Supplied passage ->
= = =

When Toyota entered into partnership with Tesla Motors in May of 2010, it was an odd marriage of corporate visions. But they were determined to shake up the electric vehicle market with their joint venture. Tesla already had plans to corner the sporty luxury car category with their Roadster and the Model S, and the "eccentric sedan" lane was already growing crowded, with the Nissan Leaf, the Chevy Volt, and Toyota's own Prius plug-in hybrid. Instead, Toyota and Tesla would try something radical: They'd take the ultimate symbol of gas-guzzling automotive waste and they'd flip the environmental script by creating a new electric SUV. It came to pass quicker than anyone could have hoped.
The other night, I ate dessert with Greg Bernas, the chief engineer of Toyota's all-new all-electric version of the RAV4. "I told them I needed more than two years to complete the project," he said. "They said, 'do it in less.' This needed to hit the market quickly. I didn't know if I was being punished or what."
It took a while for the partnership to heat up, Bernas said. Tesla, the brash Silicon Valley startup, was reluctant to share its rapidly-evolving electric drivetrain technology, and Toyota didn't want to give up its corporate design and safety protocols, developed over decades of research. They struck a deal. Toyota would send Tesla a playbook of required specs, which Tesla could use in designing its own vehicles. In return, Toyota got access to Tesla's EV battery technology. Of such marriages are potential revolutions born.

= = =

Excerpted data ->
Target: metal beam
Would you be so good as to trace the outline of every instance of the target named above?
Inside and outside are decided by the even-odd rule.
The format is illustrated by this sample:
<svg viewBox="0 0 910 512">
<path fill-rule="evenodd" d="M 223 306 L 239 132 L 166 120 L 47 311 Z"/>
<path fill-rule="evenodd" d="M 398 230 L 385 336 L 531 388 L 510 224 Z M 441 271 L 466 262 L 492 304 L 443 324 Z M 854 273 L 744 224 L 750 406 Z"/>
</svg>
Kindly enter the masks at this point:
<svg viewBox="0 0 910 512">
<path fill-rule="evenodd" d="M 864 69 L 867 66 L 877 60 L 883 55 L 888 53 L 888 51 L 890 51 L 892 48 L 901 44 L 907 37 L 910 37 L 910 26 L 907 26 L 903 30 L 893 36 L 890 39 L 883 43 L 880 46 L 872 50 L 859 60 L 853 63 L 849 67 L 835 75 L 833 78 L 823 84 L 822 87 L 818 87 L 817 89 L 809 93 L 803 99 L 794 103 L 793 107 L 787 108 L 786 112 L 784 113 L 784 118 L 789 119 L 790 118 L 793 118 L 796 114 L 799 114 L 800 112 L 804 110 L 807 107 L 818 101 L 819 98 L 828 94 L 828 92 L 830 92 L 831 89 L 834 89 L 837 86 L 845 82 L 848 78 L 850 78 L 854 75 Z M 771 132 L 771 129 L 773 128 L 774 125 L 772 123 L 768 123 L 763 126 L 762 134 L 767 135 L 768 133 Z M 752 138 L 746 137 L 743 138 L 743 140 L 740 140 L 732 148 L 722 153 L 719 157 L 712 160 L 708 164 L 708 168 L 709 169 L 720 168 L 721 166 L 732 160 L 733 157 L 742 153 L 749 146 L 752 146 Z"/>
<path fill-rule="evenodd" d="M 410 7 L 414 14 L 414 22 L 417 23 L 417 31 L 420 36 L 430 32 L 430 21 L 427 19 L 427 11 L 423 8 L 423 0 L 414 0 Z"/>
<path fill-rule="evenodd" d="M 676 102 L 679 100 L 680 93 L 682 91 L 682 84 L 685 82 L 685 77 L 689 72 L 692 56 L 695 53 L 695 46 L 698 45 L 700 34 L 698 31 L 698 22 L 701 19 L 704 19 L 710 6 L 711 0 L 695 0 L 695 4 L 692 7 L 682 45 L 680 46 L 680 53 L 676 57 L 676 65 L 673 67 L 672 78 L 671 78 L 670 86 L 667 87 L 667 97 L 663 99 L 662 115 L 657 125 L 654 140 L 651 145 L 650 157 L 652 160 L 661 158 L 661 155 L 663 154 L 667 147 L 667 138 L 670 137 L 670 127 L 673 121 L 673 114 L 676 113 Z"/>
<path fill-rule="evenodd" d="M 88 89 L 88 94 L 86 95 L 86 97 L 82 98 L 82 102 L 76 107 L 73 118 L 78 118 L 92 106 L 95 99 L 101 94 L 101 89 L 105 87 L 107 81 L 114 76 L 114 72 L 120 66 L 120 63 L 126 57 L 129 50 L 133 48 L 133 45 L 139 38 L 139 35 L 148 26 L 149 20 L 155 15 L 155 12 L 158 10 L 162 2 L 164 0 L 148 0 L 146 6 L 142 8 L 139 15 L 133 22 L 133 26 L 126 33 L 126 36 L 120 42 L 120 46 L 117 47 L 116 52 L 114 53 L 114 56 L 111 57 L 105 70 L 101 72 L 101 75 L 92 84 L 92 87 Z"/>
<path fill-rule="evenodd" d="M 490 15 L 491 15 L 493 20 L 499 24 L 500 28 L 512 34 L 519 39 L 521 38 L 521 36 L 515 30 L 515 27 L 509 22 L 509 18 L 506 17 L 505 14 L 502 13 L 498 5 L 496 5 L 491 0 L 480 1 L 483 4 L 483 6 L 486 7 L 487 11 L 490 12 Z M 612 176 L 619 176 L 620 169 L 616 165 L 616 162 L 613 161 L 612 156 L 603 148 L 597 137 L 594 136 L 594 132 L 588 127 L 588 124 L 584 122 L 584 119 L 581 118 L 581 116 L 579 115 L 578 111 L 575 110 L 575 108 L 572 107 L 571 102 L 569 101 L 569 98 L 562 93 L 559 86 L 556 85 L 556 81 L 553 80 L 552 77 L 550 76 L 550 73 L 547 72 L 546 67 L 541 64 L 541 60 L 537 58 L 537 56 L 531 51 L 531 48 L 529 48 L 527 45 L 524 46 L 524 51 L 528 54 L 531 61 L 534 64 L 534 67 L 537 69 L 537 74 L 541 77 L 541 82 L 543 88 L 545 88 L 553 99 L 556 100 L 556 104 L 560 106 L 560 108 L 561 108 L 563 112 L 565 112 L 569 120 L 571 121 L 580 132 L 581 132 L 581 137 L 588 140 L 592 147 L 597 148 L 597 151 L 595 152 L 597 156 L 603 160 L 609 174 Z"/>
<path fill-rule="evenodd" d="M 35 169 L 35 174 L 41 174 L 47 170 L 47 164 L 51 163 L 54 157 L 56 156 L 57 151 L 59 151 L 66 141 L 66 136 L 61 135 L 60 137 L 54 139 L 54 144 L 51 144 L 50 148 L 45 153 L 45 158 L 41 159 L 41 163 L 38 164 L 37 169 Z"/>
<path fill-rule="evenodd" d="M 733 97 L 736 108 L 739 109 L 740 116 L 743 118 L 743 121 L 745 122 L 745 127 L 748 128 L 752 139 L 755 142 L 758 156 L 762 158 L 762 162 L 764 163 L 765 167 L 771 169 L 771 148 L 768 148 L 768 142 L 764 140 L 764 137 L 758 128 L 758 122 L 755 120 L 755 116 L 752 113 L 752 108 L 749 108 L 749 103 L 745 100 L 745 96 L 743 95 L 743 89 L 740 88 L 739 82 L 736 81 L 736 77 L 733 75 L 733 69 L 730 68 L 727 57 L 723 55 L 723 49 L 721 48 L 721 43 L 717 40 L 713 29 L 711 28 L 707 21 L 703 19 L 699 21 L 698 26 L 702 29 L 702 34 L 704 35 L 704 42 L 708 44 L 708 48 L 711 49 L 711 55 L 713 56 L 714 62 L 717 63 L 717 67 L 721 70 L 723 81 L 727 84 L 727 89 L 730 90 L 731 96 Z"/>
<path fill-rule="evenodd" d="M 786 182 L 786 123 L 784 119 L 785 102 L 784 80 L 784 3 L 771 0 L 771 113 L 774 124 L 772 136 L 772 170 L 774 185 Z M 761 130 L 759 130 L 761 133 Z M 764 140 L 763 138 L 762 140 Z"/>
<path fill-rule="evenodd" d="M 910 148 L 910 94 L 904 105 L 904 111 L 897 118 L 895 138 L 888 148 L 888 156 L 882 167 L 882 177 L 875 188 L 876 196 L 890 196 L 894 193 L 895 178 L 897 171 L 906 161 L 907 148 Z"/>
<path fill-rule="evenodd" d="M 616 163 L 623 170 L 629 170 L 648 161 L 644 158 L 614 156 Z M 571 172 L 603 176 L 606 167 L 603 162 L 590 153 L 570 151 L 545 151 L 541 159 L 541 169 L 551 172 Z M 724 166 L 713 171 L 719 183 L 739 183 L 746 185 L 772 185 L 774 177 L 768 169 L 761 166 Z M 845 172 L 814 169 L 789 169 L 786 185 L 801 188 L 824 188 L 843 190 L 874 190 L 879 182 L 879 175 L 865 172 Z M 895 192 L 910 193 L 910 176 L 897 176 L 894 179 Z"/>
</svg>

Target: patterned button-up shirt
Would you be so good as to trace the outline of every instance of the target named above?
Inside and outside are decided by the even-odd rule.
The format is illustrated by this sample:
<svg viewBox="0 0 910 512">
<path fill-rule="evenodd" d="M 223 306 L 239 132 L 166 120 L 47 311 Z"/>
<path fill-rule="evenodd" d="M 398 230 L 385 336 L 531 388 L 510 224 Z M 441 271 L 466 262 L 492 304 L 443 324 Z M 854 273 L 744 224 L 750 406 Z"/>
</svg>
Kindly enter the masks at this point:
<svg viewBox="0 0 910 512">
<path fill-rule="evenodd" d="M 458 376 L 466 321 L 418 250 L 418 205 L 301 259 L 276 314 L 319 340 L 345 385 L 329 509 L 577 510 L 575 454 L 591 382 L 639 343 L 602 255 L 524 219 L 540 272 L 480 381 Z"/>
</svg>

= = =

Exercise ->
Continue the article about the Toyota and Tesla electric RAV4, starting right after its final sentence.

Task output ->
At a press conference the next morning, Bernas said, "I wanted to break the myth of EVs being boring. I wanted no sacrifices in terms of performance, innovation, or being fun to drive." That's a big order for a car that, in its non-electric life, is a purely middlebrow SUV. We were about to find out if he'd done his job.
Since this isn't a mystery novel, let's not keep the suspense going: Though, in appearance, it looks like an only slightly-improved version of a pretty ordinary family car, the new RAV4 EV is a full-on excellent upgrade. It's comfortable, nimble, almost deathly quiet, and fun to drive. The brakes are hearty and the turning radius outstanding. Over several hours in and around Newport Beach, Calif., my drive partner and I continually hooted with excitement as we peeled away from stop signs, flipped U-turns with impunity, and breezily guided the car through crowded Orange County traffic . At one point, we roared out of a stoplight, leaving the Mercedes C-Class driver in the lane next to us with his mouth agape. The next light came and we did it again. The other driver wasn't used to getting dusted by a mommy-mobile.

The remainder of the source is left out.